## Recorded data
==*==

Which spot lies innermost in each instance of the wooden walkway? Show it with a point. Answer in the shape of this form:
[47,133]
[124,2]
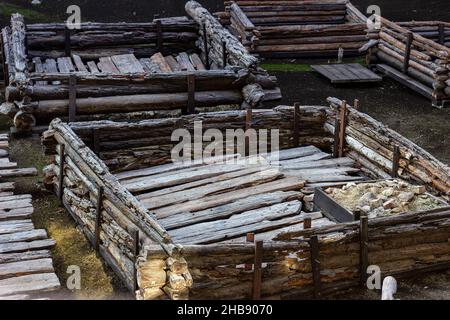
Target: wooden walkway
[26,266]
[347,73]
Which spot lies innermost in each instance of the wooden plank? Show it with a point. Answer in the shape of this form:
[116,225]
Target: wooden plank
[229,209]
[127,63]
[285,184]
[406,80]
[92,66]
[173,63]
[13,226]
[23,256]
[21,268]
[65,65]
[37,234]
[185,62]
[16,213]
[106,65]
[79,63]
[29,284]
[26,246]
[19,172]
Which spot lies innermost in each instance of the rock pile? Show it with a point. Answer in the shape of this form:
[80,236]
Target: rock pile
[383,198]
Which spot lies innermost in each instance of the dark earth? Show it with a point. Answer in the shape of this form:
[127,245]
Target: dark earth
[389,102]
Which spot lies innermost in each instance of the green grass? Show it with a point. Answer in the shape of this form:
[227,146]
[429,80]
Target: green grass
[7,9]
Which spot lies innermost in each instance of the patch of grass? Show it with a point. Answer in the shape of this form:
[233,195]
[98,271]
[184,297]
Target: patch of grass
[7,9]
[286,67]
[72,248]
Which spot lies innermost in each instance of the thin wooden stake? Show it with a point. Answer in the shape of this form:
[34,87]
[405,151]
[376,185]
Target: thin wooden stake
[442,33]
[409,40]
[296,129]
[315,265]
[342,127]
[224,54]
[72,98]
[191,93]
[62,156]
[249,238]
[364,250]
[67,42]
[248,125]
[307,222]
[205,44]
[98,218]
[159,41]
[136,250]
[257,270]
[356,104]
[395,161]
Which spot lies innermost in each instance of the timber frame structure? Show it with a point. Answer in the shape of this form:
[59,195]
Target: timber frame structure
[290,257]
[296,29]
[166,67]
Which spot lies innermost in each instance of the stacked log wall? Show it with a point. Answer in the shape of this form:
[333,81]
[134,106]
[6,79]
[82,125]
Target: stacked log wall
[124,146]
[100,205]
[428,61]
[401,246]
[296,28]
[371,143]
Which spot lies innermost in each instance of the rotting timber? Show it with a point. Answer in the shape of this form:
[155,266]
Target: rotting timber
[296,29]
[183,231]
[166,67]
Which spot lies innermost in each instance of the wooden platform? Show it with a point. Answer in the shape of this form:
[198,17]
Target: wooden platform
[347,73]
[26,266]
[223,201]
[121,64]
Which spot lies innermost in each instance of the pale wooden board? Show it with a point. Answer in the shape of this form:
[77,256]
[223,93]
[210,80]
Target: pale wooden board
[127,63]
[29,284]
[21,268]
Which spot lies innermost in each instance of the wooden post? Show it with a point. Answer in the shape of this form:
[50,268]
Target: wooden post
[98,218]
[224,54]
[257,270]
[96,141]
[356,104]
[72,98]
[191,93]
[159,39]
[61,171]
[409,40]
[315,265]
[136,254]
[442,33]
[296,129]
[67,44]
[248,125]
[342,126]
[307,223]
[395,161]
[205,44]
[250,237]
[336,137]
[364,251]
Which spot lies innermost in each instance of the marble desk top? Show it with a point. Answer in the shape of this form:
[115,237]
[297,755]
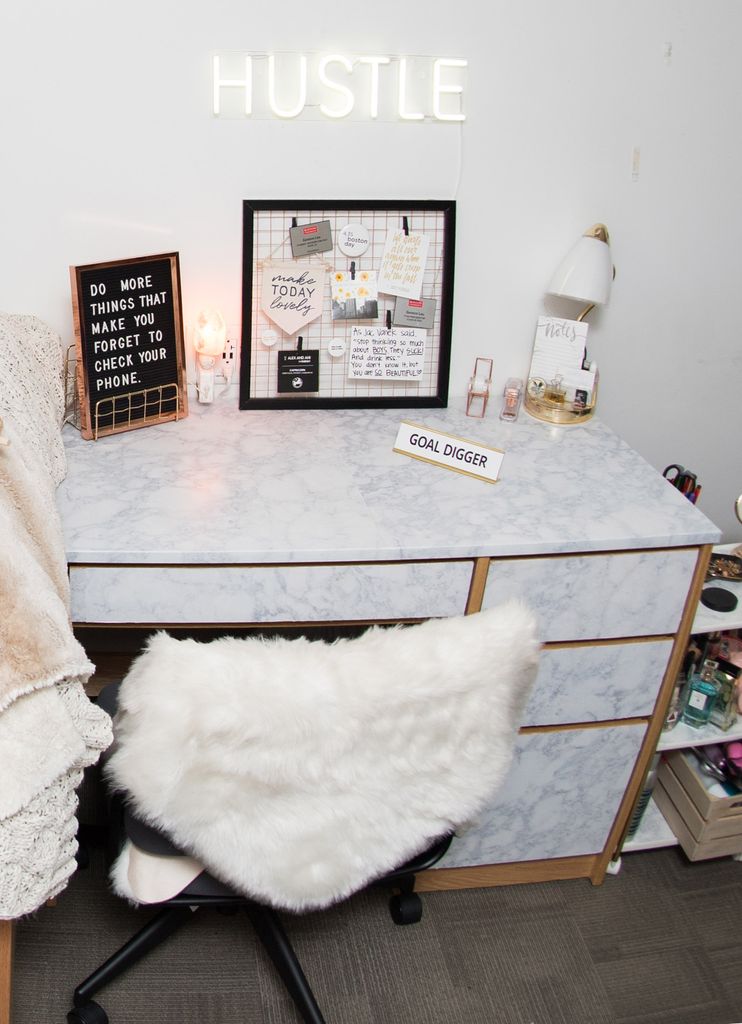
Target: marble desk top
[227,485]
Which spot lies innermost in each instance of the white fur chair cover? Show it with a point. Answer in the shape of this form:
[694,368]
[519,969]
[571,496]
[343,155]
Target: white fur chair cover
[298,771]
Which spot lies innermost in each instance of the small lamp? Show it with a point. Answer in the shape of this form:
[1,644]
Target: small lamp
[584,274]
[209,341]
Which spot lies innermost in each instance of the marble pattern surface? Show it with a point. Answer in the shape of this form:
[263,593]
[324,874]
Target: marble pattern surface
[603,683]
[597,596]
[229,485]
[268,594]
[559,800]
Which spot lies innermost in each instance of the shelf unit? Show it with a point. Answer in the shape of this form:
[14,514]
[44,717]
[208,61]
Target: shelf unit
[654,832]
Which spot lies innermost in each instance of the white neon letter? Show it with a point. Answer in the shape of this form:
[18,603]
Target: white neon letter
[411,115]
[233,83]
[438,89]
[347,105]
[295,111]
[374,98]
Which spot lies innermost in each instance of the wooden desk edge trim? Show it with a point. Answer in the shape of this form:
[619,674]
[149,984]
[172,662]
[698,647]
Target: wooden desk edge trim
[487,876]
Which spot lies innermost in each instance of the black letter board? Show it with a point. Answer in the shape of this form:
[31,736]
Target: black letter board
[129,340]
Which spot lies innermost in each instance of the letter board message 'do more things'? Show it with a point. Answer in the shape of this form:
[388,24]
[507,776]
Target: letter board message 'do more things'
[129,341]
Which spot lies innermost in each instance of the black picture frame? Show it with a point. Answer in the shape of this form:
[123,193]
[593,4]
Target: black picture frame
[260,244]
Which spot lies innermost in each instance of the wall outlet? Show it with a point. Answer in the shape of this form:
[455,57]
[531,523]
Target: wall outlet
[227,360]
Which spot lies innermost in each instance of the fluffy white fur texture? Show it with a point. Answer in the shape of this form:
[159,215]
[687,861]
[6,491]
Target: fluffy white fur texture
[299,771]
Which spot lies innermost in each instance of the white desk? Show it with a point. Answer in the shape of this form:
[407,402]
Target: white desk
[233,517]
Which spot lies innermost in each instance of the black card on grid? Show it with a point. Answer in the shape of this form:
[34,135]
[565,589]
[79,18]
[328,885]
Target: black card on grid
[298,372]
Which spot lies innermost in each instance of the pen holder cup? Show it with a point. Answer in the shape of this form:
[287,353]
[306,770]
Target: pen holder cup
[547,403]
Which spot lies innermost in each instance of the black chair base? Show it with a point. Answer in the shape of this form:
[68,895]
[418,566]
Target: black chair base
[173,915]
[405,907]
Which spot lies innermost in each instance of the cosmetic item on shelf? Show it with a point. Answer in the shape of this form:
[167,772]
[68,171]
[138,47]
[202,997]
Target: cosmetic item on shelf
[700,694]
[724,709]
[512,397]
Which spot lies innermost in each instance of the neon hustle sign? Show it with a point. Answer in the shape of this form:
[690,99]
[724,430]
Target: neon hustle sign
[338,86]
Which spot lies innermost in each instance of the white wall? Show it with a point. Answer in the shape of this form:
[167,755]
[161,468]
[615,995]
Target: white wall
[111,151]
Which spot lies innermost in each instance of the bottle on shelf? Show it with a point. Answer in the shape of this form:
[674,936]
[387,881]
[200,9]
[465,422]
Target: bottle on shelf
[700,695]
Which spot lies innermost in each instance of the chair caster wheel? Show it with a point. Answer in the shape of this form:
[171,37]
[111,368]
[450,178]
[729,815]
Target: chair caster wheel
[405,908]
[89,1013]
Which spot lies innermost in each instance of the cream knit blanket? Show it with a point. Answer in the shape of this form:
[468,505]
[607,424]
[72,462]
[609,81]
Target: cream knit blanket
[49,731]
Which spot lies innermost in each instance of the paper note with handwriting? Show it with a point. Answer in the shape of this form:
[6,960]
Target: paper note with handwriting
[403,264]
[559,351]
[384,353]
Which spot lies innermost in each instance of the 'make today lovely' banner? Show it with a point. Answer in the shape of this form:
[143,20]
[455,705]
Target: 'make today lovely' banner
[292,294]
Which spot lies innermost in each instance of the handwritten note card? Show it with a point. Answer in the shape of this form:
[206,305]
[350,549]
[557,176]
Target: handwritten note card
[380,353]
[403,264]
[559,350]
[292,294]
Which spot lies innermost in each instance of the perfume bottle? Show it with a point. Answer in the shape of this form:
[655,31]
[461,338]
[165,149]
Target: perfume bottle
[702,689]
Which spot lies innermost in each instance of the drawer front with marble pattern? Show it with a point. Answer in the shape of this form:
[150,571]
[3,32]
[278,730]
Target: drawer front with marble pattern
[268,593]
[599,683]
[559,800]
[591,597]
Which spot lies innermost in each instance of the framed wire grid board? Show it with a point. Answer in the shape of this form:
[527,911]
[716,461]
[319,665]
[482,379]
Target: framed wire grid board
[346,303]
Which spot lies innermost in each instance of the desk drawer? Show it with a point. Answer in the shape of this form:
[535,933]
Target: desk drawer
[584,597]
[268,593]
[601,683]
[559,800]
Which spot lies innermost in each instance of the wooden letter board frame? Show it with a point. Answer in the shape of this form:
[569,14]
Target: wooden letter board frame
[129,344]
[265,239]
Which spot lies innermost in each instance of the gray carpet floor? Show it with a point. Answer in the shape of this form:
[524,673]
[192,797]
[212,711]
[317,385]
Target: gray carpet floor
[659,943]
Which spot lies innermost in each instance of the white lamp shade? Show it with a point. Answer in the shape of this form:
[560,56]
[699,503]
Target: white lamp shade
[586,271]
[210,334]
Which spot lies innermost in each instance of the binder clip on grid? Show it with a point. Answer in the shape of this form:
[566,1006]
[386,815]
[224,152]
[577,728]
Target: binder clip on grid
[479,384]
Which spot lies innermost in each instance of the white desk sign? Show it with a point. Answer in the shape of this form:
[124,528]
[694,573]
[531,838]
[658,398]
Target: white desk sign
[448,452]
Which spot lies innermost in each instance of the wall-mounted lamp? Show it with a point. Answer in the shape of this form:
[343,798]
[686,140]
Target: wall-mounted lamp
[586,271]
[210,336]
[584,274]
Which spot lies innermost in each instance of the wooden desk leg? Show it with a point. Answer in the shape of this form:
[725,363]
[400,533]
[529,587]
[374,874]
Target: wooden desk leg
[6,965]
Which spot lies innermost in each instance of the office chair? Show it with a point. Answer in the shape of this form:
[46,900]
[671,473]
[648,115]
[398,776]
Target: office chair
[473,675]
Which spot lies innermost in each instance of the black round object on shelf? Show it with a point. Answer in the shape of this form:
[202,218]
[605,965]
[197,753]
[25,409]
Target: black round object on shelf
[718,599]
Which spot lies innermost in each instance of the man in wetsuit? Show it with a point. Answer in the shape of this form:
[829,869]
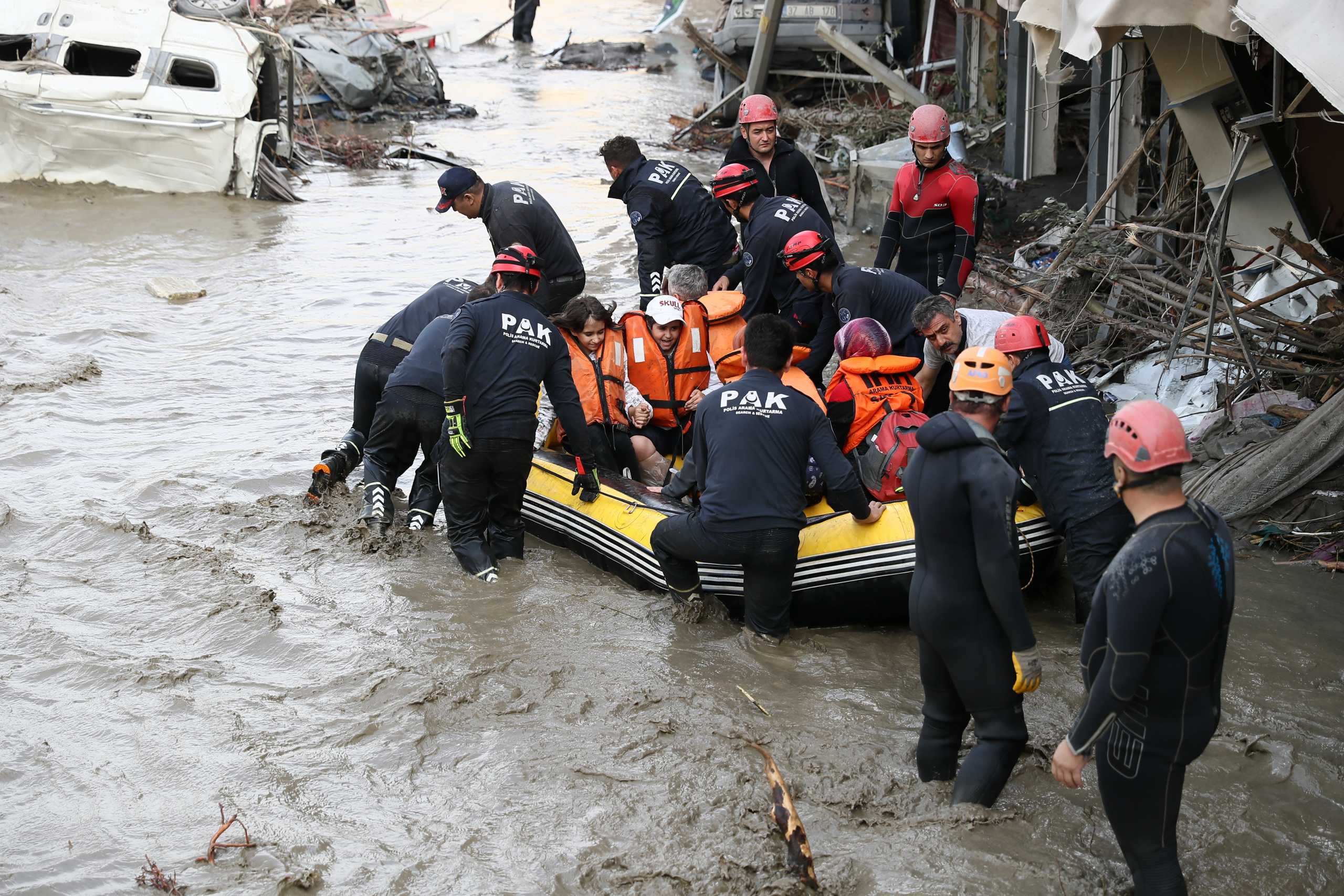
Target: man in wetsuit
[948,332]
[515,213]
[978,653]
[498,354]
[780,168]
[855,292]
[1153,649]
[675,219]
[769,222]
[934,214]
[383,351]
[752,442]
[409,417]
[1054,430]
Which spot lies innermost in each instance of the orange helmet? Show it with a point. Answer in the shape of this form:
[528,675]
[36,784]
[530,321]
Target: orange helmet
[757,108]
[982,371]
[517,260]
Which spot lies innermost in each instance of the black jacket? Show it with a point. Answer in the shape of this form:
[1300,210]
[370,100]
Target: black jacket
[867,292]
[498,354]
[515,213]
[961,492]
[752,442]
[675,220]
[441,299]
[791,174]
[1055,426]
[771,287]
[424,366]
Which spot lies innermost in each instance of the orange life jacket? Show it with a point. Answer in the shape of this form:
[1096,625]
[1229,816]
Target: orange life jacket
[664,382]
[723,318]
[601,381]
[879,386]
[730,370]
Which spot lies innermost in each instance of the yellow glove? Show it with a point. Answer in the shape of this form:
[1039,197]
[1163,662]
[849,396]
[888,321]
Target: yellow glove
[1027,666]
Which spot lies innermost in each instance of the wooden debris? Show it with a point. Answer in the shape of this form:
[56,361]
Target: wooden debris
[754,703]
[154,878]
[225,825]
[786,817]
[175,288]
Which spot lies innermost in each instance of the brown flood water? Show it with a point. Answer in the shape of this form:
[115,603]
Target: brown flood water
[179,629]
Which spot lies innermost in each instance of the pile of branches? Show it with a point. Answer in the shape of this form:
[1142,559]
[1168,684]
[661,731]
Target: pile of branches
[1164,284]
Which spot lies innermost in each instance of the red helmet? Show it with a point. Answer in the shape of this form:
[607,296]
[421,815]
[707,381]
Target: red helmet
[733,179]
[805,249]
[929,125]
[1021,333]
[517,260]
[1147,436]
[757,108]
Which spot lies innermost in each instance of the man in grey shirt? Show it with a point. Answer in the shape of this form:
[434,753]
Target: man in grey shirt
[949,331]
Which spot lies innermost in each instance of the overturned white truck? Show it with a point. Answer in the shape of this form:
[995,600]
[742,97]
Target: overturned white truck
[133,94]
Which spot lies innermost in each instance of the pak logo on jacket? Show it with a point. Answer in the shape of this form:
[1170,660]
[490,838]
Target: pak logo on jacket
[522,332]
[752,404]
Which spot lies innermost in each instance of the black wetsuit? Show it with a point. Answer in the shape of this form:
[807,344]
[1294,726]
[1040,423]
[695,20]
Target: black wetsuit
[791,175]
[771,287]
[409,417]
[1152,660]
[867,292]
[752,442]
[514,213]
[386,349]
[1055,429]
[498,354]
[675,222]
[965,606]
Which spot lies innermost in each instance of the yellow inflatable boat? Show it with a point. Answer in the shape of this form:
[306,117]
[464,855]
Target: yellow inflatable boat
[847,574]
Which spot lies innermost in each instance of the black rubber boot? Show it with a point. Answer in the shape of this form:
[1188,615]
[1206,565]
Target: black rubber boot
[377,515]
[335,467]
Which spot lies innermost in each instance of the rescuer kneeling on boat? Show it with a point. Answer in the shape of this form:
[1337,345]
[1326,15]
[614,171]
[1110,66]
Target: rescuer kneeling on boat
[1055,429]
[1153,649]
[668,359]
[978,653]
[499,351]
[381,355]
[874,406]
[752,445]
[597,362]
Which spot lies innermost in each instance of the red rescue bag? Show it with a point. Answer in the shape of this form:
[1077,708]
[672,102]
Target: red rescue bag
[884,455]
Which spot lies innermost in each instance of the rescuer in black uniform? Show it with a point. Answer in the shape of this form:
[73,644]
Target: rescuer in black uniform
[1152,653]
[383,351]
[675,219]
[752,442]
[1055,429]
[498,354]
[769,222]
[855,292]
[515,214]
[978,653]
[781,170]
[407,417]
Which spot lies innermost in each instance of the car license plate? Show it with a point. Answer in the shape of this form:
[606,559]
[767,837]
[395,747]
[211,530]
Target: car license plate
[811,11]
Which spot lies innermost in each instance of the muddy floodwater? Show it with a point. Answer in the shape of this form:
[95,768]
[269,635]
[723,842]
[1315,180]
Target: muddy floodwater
[178,629]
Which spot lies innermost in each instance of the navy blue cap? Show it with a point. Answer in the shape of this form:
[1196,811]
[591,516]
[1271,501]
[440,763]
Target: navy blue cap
[454,183]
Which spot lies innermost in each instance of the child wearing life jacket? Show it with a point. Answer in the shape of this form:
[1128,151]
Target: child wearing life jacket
[874,405]
[612,406]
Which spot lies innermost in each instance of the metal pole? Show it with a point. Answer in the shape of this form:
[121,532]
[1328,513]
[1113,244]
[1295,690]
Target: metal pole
[760,68]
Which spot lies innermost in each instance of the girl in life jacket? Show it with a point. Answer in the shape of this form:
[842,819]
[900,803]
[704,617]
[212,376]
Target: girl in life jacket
[667,350]
[875,406]
[611,404]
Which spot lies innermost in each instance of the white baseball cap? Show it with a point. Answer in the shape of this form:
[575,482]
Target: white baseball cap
[666,309]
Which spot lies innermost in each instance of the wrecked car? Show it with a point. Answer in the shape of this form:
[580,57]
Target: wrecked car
[135,94]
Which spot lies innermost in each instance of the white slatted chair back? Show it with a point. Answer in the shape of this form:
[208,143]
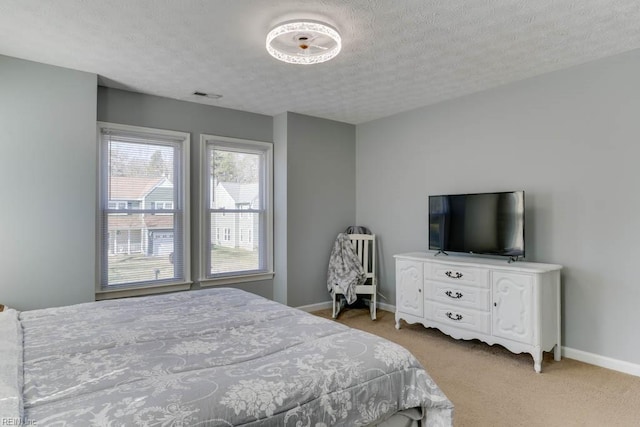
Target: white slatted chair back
[365,247]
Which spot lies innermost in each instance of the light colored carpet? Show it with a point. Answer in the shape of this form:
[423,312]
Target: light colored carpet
[490,386]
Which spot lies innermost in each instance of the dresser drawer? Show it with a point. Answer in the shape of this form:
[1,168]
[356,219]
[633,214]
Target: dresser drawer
[459,274]
[465,318]
[457,295]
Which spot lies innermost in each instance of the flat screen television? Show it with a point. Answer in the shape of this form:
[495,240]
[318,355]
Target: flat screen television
[483,223]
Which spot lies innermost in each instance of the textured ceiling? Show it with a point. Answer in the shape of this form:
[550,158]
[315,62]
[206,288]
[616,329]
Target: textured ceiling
[397,55]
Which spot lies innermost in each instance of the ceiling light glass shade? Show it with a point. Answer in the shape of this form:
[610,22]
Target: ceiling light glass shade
[303,42]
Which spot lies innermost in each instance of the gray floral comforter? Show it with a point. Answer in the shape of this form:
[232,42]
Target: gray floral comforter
[210,357]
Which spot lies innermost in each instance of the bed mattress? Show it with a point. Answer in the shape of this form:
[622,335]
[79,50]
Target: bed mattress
[218,356]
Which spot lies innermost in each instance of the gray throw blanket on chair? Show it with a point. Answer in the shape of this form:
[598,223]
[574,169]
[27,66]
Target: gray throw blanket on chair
[345,269]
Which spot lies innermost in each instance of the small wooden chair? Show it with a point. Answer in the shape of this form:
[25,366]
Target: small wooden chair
[365,248]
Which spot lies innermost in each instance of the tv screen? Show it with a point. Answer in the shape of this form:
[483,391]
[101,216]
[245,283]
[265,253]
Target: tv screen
[486,223]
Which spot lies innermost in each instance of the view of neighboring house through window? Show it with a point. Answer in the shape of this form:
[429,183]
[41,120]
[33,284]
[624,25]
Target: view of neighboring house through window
[144,217]
[238,202]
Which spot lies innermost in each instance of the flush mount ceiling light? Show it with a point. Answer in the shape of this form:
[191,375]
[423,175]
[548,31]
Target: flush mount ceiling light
[303,42]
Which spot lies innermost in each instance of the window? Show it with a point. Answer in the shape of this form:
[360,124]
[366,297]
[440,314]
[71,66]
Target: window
[139,249]
[163,205]
[117,205]
[237,186]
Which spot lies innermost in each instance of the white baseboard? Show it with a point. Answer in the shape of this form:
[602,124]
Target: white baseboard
[602,361]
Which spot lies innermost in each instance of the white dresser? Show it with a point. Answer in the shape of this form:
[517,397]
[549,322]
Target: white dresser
[516,305]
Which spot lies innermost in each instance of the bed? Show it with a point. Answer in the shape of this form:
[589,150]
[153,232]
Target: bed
[208,357]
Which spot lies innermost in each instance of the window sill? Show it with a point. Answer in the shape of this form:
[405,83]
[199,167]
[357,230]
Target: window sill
[141,291]
[235,279]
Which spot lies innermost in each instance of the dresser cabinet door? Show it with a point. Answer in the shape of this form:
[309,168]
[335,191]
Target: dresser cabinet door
[513,306]
[409,282]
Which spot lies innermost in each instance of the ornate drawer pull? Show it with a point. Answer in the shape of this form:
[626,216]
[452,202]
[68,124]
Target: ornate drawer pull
[455,275]
[451,295]
[452,317]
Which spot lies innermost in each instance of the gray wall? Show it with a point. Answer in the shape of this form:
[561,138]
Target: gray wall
[570,140]
[320,179]
[47,190]
[130,108]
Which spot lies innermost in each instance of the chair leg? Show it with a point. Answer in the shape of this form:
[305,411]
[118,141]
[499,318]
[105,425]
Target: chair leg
[373,306]
[334,314]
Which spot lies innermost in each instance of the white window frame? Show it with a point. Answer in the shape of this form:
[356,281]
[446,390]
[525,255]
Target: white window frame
[266,249]
[182,187]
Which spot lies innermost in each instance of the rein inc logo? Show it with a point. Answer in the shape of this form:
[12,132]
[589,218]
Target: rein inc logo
[16,421]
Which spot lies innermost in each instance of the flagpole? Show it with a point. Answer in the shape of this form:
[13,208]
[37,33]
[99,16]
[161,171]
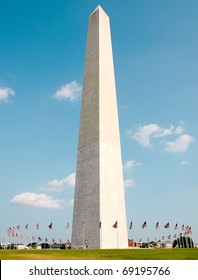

==*==

## What is required
Collect each line of the data that contains the word "brown".

## Expected answer
Which spot lies innermost in each instance of the brown flood water? Show it with a point. Answer in the shape of this form:
Target: brown flood water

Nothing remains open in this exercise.